O que é necessário para mudar esta dinâmica? Pode-se pensar que a África do Sul pós-apartheid se voltaria contra os regimes opressivos noutros lugares, assim como o Brasil e a Índia, dado o seu histórico de ditadura e colonialismo. Repense. A elite responsável pela política externa dos três países desconfia profundamente de medidas dos governos ocidentais que revelem dois pesos e duas medidas, e da inconsistência na abordagem a governos abusivos. Os seus líderes ainda debatem os contornos de sua política externa, mas algo é claro: eles querem que seja diferente da política externa ocidental.

§ **EXCERTOS DE DADOS**:
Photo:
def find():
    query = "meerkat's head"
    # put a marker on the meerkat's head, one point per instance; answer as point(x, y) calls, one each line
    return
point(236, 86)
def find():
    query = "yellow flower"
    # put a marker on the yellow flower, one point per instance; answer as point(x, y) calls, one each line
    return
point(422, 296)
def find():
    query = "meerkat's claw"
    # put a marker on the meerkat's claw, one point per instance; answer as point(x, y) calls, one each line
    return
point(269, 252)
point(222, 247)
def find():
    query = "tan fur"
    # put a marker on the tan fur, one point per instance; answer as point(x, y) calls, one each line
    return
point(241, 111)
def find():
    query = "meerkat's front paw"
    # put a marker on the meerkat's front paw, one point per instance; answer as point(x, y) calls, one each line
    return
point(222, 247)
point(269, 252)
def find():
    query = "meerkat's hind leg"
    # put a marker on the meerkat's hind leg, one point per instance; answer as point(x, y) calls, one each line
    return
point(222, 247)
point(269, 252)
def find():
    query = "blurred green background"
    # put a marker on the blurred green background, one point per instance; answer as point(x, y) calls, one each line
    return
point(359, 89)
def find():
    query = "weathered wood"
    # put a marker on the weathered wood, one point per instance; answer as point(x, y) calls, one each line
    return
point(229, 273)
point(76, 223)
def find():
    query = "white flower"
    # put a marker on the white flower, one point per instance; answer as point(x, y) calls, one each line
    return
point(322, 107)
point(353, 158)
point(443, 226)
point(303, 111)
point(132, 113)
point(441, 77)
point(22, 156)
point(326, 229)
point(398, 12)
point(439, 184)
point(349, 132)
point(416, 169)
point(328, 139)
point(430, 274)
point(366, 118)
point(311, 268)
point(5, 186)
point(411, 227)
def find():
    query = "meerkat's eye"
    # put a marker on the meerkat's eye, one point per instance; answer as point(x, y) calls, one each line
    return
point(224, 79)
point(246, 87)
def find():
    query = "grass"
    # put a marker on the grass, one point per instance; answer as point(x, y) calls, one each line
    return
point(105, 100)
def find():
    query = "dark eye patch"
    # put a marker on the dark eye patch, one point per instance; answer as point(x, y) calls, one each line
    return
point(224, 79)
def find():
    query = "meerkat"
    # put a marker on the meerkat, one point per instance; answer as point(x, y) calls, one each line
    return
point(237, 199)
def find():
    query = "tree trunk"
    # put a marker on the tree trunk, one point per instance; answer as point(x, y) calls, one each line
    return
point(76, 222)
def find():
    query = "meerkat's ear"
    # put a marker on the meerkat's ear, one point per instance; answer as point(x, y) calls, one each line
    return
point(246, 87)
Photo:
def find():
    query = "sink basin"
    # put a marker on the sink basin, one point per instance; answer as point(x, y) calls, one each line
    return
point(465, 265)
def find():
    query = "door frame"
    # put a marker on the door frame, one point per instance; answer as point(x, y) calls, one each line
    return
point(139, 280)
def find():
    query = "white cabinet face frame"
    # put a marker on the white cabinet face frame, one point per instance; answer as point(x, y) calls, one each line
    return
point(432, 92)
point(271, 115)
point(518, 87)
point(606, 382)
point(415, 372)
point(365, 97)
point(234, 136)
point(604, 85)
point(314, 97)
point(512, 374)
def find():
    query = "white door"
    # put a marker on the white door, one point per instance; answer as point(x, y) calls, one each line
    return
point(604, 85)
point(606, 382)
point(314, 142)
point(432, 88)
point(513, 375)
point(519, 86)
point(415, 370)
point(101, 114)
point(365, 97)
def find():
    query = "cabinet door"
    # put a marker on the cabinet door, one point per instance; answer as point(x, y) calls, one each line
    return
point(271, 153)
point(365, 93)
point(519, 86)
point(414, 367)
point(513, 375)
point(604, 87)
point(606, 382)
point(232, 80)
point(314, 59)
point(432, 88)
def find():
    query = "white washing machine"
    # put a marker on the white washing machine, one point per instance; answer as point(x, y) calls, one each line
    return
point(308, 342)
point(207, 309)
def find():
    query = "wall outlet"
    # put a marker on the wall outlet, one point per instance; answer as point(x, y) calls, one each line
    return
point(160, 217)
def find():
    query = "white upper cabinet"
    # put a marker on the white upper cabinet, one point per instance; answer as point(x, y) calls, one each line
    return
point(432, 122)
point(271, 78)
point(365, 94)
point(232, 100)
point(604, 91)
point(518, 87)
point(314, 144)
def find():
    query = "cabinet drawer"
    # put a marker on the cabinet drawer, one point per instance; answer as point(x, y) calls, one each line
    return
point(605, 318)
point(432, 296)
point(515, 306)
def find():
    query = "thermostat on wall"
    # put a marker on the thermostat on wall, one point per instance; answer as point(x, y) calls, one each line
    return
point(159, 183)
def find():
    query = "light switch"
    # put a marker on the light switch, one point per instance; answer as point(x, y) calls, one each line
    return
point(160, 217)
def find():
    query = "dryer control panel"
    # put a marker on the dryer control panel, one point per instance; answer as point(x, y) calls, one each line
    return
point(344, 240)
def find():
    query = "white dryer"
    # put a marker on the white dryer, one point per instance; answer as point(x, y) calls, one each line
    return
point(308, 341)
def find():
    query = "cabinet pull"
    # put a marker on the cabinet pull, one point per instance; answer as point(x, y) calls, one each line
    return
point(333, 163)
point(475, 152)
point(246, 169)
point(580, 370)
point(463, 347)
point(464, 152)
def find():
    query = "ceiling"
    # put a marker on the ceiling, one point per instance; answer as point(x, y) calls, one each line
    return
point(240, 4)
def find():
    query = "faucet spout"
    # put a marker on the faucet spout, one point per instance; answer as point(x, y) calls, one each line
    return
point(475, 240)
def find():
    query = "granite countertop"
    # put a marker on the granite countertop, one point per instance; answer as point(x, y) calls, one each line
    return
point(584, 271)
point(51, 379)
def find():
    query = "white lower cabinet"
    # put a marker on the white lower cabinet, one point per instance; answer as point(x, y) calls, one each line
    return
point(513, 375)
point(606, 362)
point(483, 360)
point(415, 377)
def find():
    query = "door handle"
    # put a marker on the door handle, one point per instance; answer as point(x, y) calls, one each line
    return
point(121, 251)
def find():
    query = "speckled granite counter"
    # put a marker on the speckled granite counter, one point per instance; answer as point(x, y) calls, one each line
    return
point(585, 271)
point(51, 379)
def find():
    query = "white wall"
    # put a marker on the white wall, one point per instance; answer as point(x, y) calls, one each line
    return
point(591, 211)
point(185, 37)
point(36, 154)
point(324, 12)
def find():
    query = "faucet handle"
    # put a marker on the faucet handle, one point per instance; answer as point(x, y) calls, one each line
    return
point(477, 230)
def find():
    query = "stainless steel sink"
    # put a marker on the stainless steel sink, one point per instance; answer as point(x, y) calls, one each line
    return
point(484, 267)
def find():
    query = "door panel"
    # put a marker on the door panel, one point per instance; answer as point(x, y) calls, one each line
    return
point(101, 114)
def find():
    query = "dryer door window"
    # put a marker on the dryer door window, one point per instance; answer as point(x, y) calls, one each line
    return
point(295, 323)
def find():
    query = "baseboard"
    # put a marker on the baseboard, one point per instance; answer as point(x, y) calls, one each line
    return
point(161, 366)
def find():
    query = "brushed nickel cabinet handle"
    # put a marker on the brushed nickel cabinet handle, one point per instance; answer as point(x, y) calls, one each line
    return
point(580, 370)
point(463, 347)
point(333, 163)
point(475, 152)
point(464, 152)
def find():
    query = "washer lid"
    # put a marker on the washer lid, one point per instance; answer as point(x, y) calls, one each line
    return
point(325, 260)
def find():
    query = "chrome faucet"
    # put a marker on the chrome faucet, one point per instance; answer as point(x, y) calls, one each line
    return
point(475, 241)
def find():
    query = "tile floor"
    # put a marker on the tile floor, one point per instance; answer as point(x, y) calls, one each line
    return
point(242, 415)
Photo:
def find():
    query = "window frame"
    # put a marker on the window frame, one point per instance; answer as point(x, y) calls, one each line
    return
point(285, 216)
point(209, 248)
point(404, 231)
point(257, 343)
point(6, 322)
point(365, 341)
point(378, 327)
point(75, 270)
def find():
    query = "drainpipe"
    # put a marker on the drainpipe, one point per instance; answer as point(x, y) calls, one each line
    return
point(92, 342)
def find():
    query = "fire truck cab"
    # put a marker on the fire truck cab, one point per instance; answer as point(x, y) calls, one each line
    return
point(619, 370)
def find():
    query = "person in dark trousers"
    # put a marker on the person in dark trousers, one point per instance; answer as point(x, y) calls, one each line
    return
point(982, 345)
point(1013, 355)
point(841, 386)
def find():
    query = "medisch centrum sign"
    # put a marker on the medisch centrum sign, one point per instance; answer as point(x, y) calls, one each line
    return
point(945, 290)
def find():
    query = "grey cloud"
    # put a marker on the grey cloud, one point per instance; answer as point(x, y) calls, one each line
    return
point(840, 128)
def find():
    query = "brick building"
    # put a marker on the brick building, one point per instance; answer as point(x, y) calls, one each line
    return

§ **INSTRUÇÕES DE TRABALHO**:
**A)** No texto fornecido, o que os líderes dos três países querem da sua política externa?
**B)** Indique se cada afirmação está de acordo com o texto fornecido, respondendo sim ou não e citando as palavras decisivas: (i) A elite responsável pela política externa dos três países confia nas medidas dos governos ocidentais. (ii) Os líderes dos três países já fecharam os contornos da sua política externa. (iii) A elite desconfia da inconsistência na abordagem a governos abusivos.

§ **RESULTADOS POR TAREFA**:
**A)** Querem que seja diferente da política externa ocidental.

**B)**
(i) Não: "desconfia profundamente de medidas dos governos ocidentais que revelem dois pesos e duas medidas".
(ii) Não: "Os seus líderes ainda debatem os contornos de sua política externa".
(iii) Sim: "e da inconsistência na abordagem a governos abusivos".